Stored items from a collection

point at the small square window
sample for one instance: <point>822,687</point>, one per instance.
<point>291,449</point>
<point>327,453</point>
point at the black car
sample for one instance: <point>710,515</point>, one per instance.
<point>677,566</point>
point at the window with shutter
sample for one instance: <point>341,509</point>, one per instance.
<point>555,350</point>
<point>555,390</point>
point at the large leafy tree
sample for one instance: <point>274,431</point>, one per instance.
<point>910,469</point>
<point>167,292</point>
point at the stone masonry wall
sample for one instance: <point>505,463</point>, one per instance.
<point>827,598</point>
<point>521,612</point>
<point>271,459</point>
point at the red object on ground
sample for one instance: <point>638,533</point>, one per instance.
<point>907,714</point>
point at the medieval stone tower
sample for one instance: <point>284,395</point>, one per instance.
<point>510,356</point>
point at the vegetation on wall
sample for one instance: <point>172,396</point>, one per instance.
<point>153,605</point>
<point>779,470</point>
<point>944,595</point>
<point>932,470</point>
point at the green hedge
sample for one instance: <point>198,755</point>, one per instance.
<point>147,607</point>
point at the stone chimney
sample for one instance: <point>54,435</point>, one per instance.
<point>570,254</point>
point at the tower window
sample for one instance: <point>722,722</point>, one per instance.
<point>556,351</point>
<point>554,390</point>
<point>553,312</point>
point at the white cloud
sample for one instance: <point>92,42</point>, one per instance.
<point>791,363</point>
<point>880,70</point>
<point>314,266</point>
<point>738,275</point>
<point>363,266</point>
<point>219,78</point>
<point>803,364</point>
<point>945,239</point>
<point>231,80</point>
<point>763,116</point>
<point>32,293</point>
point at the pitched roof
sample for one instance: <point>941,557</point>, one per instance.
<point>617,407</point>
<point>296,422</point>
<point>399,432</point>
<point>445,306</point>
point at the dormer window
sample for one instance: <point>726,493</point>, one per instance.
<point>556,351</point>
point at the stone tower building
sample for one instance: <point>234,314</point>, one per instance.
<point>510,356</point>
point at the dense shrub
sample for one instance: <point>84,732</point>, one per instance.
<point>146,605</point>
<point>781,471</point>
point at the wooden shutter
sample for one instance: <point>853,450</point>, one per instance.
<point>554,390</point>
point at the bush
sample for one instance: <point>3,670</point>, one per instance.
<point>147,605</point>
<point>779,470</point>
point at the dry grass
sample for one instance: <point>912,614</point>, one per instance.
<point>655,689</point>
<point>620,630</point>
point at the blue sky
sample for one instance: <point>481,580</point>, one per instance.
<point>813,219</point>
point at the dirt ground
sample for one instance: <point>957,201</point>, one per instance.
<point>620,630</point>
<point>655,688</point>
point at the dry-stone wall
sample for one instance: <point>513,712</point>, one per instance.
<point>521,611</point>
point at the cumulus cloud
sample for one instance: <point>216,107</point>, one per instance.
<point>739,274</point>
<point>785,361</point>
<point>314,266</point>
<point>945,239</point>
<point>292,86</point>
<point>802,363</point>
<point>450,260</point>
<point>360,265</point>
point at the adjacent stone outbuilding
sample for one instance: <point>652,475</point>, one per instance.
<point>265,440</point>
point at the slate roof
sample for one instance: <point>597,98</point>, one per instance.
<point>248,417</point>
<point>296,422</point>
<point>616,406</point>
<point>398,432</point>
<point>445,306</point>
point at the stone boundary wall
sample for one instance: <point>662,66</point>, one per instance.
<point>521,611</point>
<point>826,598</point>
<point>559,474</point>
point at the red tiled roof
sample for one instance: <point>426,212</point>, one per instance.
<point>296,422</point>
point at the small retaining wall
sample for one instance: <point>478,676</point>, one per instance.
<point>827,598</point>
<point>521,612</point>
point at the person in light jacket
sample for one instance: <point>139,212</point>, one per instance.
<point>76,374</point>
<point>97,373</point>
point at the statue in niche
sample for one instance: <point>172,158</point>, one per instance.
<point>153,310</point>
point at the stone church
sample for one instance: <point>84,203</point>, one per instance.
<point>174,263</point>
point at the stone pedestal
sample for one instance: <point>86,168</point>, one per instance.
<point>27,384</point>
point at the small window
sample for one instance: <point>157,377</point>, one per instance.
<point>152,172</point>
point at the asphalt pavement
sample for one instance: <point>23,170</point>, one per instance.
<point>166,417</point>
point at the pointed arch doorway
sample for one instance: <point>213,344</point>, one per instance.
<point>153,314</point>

● WORK REQUIRED:
Only the lines from the one holding "point at the red tiled roof" through the end of the listing should be given again, exactly and with both ends included.

● REPLY:
point at the red tiled roof
sample for one instance: <point>426,212</point>, one per instance.
<point>296,422</point>
point at the small retaining wall
sample for one instance: <point>478,676</point>, one per instance.
<point>827,598</point>
<point>521,612</point>
point at the person in light jacket
sample for one instance: <point>139,212</point>, one per instance.
<point>76,374</point>
<point>97,373</point>
point at the statue in niche
sample for one instance: <point>172,158</point>, one per instance.
<point>153,310</point>
point at the stone church
sample for one instance: <point>84,203</point>, one per instance.
<point>174,263</point>
point at the stone pedestal
sample for one instance: <point>86,168</point>, one per instance.
<point>27,384</point>
point at the small window
sample for one instance: <point>157,377</point>, one per instance.
<point>152,172</point>
point at the asphalt pavement
sample for one instance: <point>23,170</point>, one per instance.
<point>166,417</point>
point at the pointed arch doorway
sample for one instance: <point>213,344</point>, one per instance.
<point>153,314</point>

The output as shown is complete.